▸ **Request**: Every line must be returned precisely as it is written.

[Records from a collection]
+ + + + + + +

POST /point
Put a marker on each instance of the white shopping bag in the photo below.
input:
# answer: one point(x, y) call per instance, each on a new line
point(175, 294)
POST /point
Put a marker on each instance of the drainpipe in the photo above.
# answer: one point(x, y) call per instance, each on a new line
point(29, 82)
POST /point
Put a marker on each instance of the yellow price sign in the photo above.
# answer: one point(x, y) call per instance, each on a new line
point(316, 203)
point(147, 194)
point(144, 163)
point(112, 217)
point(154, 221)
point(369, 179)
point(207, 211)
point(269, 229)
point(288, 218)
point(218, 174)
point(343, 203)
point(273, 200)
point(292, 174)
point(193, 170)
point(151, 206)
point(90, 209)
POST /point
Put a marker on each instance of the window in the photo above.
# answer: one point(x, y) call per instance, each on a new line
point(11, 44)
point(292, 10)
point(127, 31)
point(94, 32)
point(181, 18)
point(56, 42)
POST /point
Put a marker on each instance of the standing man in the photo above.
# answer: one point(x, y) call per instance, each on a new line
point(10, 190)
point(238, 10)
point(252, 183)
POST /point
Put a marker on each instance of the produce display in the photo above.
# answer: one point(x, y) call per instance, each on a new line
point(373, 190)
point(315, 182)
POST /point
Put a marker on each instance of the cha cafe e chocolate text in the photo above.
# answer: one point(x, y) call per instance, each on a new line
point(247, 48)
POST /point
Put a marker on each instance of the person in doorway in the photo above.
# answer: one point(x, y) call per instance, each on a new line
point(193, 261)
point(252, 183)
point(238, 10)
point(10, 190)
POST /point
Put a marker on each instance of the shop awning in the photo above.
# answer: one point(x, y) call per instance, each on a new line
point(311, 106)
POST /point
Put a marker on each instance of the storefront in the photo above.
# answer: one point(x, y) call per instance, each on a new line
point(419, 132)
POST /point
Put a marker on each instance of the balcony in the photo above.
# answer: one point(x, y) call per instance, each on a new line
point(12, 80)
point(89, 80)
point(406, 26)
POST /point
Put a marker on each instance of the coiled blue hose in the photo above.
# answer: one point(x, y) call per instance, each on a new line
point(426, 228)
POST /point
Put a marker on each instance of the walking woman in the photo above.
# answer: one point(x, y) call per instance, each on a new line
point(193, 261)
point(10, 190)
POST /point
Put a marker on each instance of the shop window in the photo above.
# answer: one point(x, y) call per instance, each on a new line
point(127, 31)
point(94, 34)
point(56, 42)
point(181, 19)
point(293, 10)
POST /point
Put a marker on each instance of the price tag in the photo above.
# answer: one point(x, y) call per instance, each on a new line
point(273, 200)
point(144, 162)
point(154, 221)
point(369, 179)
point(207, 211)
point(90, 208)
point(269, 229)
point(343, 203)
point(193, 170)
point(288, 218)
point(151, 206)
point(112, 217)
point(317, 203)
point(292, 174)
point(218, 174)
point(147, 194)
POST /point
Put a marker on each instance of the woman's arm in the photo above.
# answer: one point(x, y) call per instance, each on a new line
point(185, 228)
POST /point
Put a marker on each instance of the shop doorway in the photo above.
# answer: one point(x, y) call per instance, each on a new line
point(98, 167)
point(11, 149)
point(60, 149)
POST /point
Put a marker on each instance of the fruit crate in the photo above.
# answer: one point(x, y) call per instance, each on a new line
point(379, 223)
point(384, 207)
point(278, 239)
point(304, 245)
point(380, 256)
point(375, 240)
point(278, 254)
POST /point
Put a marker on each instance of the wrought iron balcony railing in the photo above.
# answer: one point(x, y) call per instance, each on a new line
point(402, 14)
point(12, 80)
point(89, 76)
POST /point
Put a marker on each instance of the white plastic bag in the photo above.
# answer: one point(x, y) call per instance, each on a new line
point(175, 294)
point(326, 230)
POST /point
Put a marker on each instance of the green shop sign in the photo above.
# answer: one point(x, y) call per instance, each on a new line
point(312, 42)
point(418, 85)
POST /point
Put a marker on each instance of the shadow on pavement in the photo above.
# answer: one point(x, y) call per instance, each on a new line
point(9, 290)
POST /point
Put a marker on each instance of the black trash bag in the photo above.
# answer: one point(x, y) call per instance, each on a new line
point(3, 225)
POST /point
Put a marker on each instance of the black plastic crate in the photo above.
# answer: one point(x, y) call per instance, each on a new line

+ + + + + + +

▸ **The output**:
POST /point
Put a marker on each instance of the white shopping bag in the photo below.
input:
# answer: one point(x, y) call per instance, each on a new line
point(175, 294)
POST /point
Put a marker on each instance of the drainpipe in the photo above.
# answer: one point(x, y) call per instance, each on a new line
point(29, 82)
POST /point
Put a marker on each instance of the yellow price sign in the photo above.
# answer: one point(x, y) call per instance, each on a new line
point(316, 203)
point(147, 194)
point(144, 163)
point(112, 217)
point(154, 221)
point(369, 179)
point(207, 211)
point(269, 229)
point(288, 218)
point(218, 174)
point(343, 203)
point(273, 200)
point(292, 174)
point(193, 170)
point(151, 206)
point(90, 209)
POST /point
Put a marker on each instance of the window in the photo above.
# answer: one point(x, y) call per instance, each on a new line
point(11, 44)
point(292, 10)
point(127, 31)
point(94, 32)
point(181, 18)
point(56, 42)
POST /point
Put a marker on each instance of the standing man in the photo above.
# answer: one point(x, y) call per instance, each on a new line
point(10, 190)
point(238, 10)
point(252, 183)
POST /point
Put a marker on each instance of the produce display in the photo above.
# answer: one point(x, y) call per instance, each on a new line
point(373, 190)
point(315, 182)
POST /point
Put a marker on each instance of the cha cafe e chocolate text in the photo above.
# answer: one point(x, y) call per instance, each on a new line
point(247, 48)
POST /point
Put a marker on each instance of the person in doorway in the photo above.
# answer: one point(x, y) call per instance, each on a new line
point(193, 261)
point(252, 183)
point(238, 10)
point(10, 190)
POST /point
Put a marker on each instance of the shop awning in the photo above.
# answer: one point(x, y) call per instance, each on a new line
point(311, 106)
POST /point
Put a marker on each instance of the storefront in the photo above.
# answer: one point(x, y) call per instance, each on a new line
point(419, 132)
POST /point
Put a marker on each instance of the balcony in the photo above.
# answer: one point(x, y) call per instance, each on a new line
point(12, 80)
point(89, 80)
point(406, 26)
POST /point
Put a marker on each instance of the coiled blue hose in the photo above.
# answer: one point(x, y) call per instance, each on a new line
point(426, 228)
POST /point
Put a marker on each instance of the walking woman in the photo above.
# answer: one point(x, y) call per instance, each on a new line
point(193, 261)
point(10, 190)
POST /point
Put a marker on each instance of the shop window in the photo above.
# answer: one point(x, y) call per instance, each on a new line
point(127, 31)
point(94, 34)
point(56, 42)
point(181, 19)
point(293, 10)
POST /point
Put a marker on each instance of the price tag in the photo above.
# answer: one point(x, y) call per instance, each on a new line
point(273, 200)
point(144, 162)
point(154, 221)
point(369, 179)
point(207, 211)
point(90, 208)
point(269, 229)
point(343, 203)
point(193, 170)
point(288, 218)
point(151, 206)
point(112, 217)
point(317, 203)
point(292, 174)
point(218, 174)
point(147, 194)
POST /point
Put a marker on each instance of the woman's arm in the photo above.
# answer: one point(x, y) call per instance, each on a new line
point(185, 228)
POST /point
Put a marker on each instance of the shop doorway in the photo above.
# answer: one point(x, y) call per instance, each on a new line
point(98, 167)
point(11, 149)
point(60, 149)
POST /point
Put a marker on each instance of the fruit crate in the photo above.
# answer: one point(x, y) call per instance, each on a new line
point(379, 223)
point(384, 207)
point(278, 239)
point(304, 245)
point(380, 256)
point(375, 240)
point(278, 254)
POST /point
Put a marker on each instance of the wrought iron balcony railing in the photo above.
# answer: one point(x, y) call per instance, each on a new line
point(402, 14)
point(12, 80)
point(89, 76)
POST /point
Put a marker on each instance of the white plastic bag in the photo above.
# answer: one point(x, y) call per instance, each on a new line
point(175, 294)
point(326, 230)
POST /point
Put a marker on each instance of the green shop sign in the photo above.
# answer: one point(x, y) call per instance, each on a new line
point(312, 42)
point(418, 85)
POST /point
Put a marker on each instance of the shadow on pavement in the photo above.
# answer: one point(x, y) call per instance, each on a new line
point(9, 290)
POST /point
Put a marker on each instance of the black trash bag in the photo above.
# answer: one point(x, y) call per instance, each on a new line
point(3, 225)
POST /point
Put a marker on each instance of the black plastic crate in the photo above.
# answer: one point(x, y) call per instance, each on a new line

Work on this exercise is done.